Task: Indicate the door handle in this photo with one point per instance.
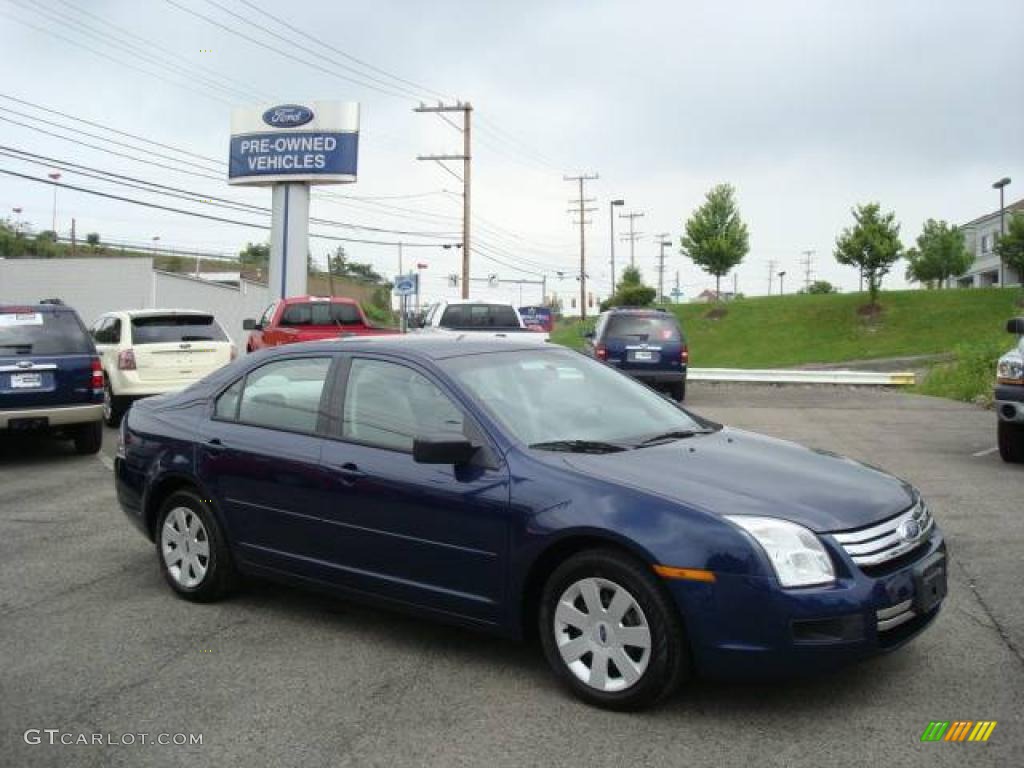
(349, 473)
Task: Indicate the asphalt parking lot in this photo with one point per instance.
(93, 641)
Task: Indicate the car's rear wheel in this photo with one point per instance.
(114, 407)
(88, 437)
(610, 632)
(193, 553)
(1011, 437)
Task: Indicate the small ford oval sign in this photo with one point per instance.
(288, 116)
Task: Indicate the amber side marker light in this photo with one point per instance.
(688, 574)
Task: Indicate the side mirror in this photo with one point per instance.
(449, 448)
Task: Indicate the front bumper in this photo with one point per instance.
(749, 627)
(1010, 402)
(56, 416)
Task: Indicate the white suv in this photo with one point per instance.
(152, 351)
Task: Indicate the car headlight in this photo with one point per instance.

-=-=-

WHAT TO PRODUCE
Pictures stay out of the answer; the rest of the listing above is returned exactly.

EXERCISE RESULT
Task: Indicate the door handle in this photo with one point per instance.
(349, 473)
Task: Indicate the asphalt parking lot in this photo with one point per instance.
(93, 641)
Task: Indicate the car's rear wheel in this photo with one point per instance.
(114, 407)
(88, 437)
(610, 632)
(193, 553)
(1011, 437)
Task: Indicate the small ford oval sign in this photo with one point per instance.
(288, 116)
Task: Indicate the amber side marker light in this photo with one point per instance.
(688, 574)
Task: Indicate the side mirror in this photo with one point per instance.
(449, 448)
Task: Indicate the front bumper in this photo with one point per instance.
(749, 627)
(1010, 402)
(56, 416)
Task: Indicate the white suv in this photo with one point per instance.
(152, 351)
Task: Indicate the car headlight in this photo with one point per instance.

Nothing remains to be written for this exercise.